(Referring expression pointing data)
--*--

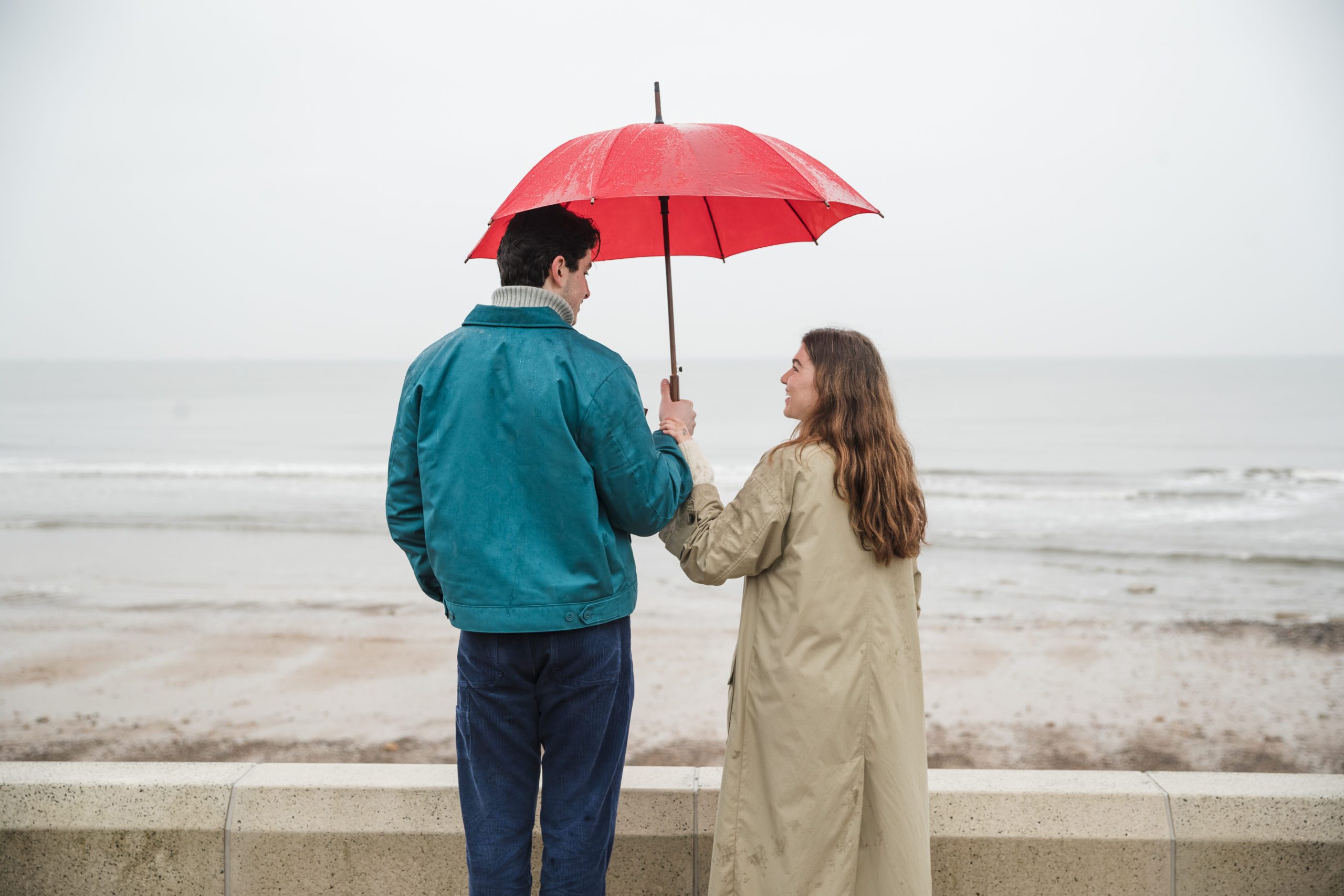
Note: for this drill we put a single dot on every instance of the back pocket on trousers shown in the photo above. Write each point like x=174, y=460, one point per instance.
x=593, y=656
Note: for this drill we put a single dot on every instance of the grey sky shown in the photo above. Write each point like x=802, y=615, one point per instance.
x=260, y=179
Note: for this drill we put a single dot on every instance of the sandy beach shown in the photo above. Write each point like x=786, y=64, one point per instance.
x=377, y=683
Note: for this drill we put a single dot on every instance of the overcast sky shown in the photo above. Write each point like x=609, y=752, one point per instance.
x=261, y=179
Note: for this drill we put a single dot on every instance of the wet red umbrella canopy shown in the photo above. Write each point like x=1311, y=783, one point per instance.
x=683, y=190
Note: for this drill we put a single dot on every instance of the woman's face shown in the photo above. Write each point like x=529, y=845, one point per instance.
x=799, y=388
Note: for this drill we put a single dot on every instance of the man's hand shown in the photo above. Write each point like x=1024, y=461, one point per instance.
x=682, y=412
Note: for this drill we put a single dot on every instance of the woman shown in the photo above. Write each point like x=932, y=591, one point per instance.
x=826, y=774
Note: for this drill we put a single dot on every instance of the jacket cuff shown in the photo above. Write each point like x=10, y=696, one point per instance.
x=701, y=471
x=679, y=531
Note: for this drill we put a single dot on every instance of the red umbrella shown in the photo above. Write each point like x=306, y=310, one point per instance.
x=683, y=190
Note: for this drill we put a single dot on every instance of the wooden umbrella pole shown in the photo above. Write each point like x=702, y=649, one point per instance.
x=675, y=382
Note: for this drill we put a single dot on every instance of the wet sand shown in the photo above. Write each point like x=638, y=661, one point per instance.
x=377, y=683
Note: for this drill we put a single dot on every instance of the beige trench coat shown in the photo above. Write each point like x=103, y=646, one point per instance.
x=826, y=774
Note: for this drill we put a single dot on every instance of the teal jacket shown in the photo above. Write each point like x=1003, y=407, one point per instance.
x=521, y=467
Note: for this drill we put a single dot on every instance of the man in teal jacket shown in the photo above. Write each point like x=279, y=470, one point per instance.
x=521, y=465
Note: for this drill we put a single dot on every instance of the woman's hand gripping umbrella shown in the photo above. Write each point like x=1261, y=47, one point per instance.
x=683, y=190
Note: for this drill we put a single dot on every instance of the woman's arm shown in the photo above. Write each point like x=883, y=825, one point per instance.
x=717, y=543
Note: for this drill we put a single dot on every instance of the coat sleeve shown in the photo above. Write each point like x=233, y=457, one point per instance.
x=640, y=476
x=718, y=543
x=918, y=585
x=405, y=505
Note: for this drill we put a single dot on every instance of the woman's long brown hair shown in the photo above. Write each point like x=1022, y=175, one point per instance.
x=857, y=418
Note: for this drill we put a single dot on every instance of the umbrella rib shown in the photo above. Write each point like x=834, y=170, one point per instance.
x=790, y=203
x=722, y=257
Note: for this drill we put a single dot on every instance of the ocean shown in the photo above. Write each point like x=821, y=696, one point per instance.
x=1062, y=489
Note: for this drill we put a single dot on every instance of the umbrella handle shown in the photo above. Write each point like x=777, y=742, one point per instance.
x=674, y=381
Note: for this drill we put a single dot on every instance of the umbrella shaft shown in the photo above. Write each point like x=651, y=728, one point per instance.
x=674, y=382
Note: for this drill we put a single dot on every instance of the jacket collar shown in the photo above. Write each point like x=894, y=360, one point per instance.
x=499, y=316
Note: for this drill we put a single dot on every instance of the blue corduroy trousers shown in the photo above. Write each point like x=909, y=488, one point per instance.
x=551, y=705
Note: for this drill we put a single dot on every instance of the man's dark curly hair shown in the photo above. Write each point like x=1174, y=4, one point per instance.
x=534, y=238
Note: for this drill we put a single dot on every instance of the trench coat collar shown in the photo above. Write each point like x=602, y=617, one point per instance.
x=499, y=316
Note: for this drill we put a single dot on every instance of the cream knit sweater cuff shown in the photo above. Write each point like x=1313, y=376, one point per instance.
x=701, y=471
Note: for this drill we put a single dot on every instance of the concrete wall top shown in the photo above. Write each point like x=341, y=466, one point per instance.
x=116, y=796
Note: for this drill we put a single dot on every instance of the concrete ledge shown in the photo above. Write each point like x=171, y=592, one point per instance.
x=113, y=828
x=1049, y=832
x=1257, y=833
x=159, y=828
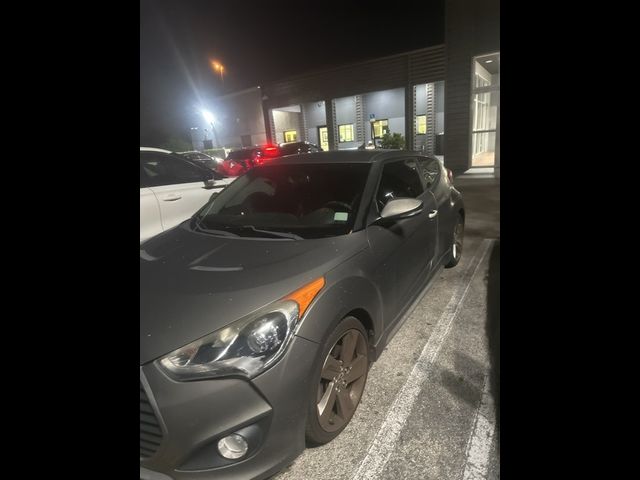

--*--

* **Work order**
Exact copy, no pictures: please print the data above once more.

* **Finished task**
Note: for this drill we put a single dot on every instance of the back pocket on trousers shown in the photo above. Write each point like x=174, y=460, one point per instance.
x=593, y=656
Note: for this drill we put a single dot on every instance of the grey sky shown in the photo above. Write each point like x=802, y=615, one point per instance.
x=260, y=179
Note: for this drill we put a single dot on every instance of the sandy beach shown in the photo above. Write each point like x=786, y=64, one point per instance.
x=377, y=683
Note: for this drill we put a single dot on every instance of the overcast sky shown in the photo above. Write each point like x=609, y=752, one point per instance.
x=261, y=179
Note: for this drill we put a single dot on every instance of the wet red umbrella canopy shown in the photo above. Write each point like x=1311, y=783, one point per instance.
x=683, y=190
Note: for this drill we put a single dot on every instance of the woman's face shown in the photo above. Write each point like x=529, y=845, one point per instance.
x=799, y=388
Note: for this drill we put a single dot on every instance of the man's hand shown in the photo above. Write each point like x=1024, y=461, one point per instance.
x=682, y=412
Note: for this drill we put a single dot on every instance of the woman shown in the photo above. Write each point like x=932, y=591, one point per instance.
x=826, y=774
Note: for this drill we put a single dot on every instance of the jacket cuff shown in the photo above. Write each point like x=10, y=696, one point per instance.
x=701, y=471
x=679, y=531
Note: for this drill we put a single dot on every instance of the red umbrella shown in the photo above. Write each point like x=306, y=310, one point per instance.
x=683, y=190
Note: for this drill we put a single dot on every instance of the wooden umbrella pole shown in the photo above. Write each point like x=702, y=649, one point per instance.
x=675, y=382
Note: for this drill we put a single dot on every instance of the wet sand shown in the photo above. Write each point like x=638, y=661, one point per instance.
x=377, y=683
Note: for this drill we put a single dot on every instance of the beige trench coat shown in the photo above. Write each point like x=103, y=646, one point per instance.
x=826, y=774
Note: for this drill we put a single dot on every instance of the teal jacket shown in the photo above. Write each point like x=1003, y=407, one point per instance.
x=521, y=467
Note: for this drill we put a single dot on every instance of the man in teal jacket shown in the photo above. Write each point like x=279, y=470, one point per instance.
x=521, y=465
Note: for this drill we put a single dot on every instance of the woman's hand gripping umbrella shown in the photo above. Write each point like x=1261, y=47, one point per instance.
x=683, y=190
Note: for this drill we put a single dot on every instance of the woman's arm shown in the photo above. Write each point like x=883, y=825, one point per instance.
x=717, y=543
Note: for this drill we put a single dot on every instance of the coat sleeve shown in the photo above. Write each point like x=233, y=457, one point per instance.
x=640, y=476
x=718, y=543
x=918, y=585
x=405, y=505
Note: for this drill we put a single dot on every instance of the woman's long brown hair shown in the photo above. Write each point like x=1022, y=175, one point per instance.
x=857, y=418
Note: for this drill we put a single dot on every instance of the umbrella rib shown in the photo above. Write each point like x=834, y=170, one point per instance.
x=790, y=203
x=722, y=257
Note: for this drill we put a single dot on every instance of the ocean shown in the photo above. Write each point like x=821, y=696, one point per instance.
x=1062, y=489
Note: for this drill we put a single dot on every instance of the umbrella handle shown in the photo above. Write each point like x=777, y=742, one point per instance.
x=674, y=381
Note: for this drill we put a single dot on every instance of the umbrella shaft shown in the photo above. Write each point like x=651, y=728, one point per instance.
x=674, y=382
Note: for this drill we put a single dot on every instance of the jacket collar shown in the photo above. Write each point like x=894, y=360, one point per instance.
x=499, y=316
Note: for this drill we put a single dot on every instance of the blue corduroy trousers shown in the photo above. Write each point like x=909, y=488, one point per instance.
x=551, y=705
Note: for this drill we put a single dot on every instance of the man's dark curly hair shown in the photo above. Write each point like x=1174, y=4, one point per instance.
x=534, y=238
Note: for this drill we put a single dot on every instance of the trench coat collar shown in the photo above. Write each point like x=602, y=617, one point per instance.
x=499, y=316
Note: for this drill we put a single dot on every instance of the cream knit sweater cuff shown in the photo above. Write each point like x=1313, y=376, one point per instance.
x=701, y=471
Note: for this drill we put a single dot on every instance of the concrete wall top shown in the photo above. Write each point like x=341, y=466, one point per instance.
x=116, y=796
Note: for this drill we put a single dot on every instance of the concrete ledge shown in the photo above. Write each point like x=171, y=592, one point per instance.
x=113, y=828
x=1049, y=832
x=1257, y=833
x=159, y=828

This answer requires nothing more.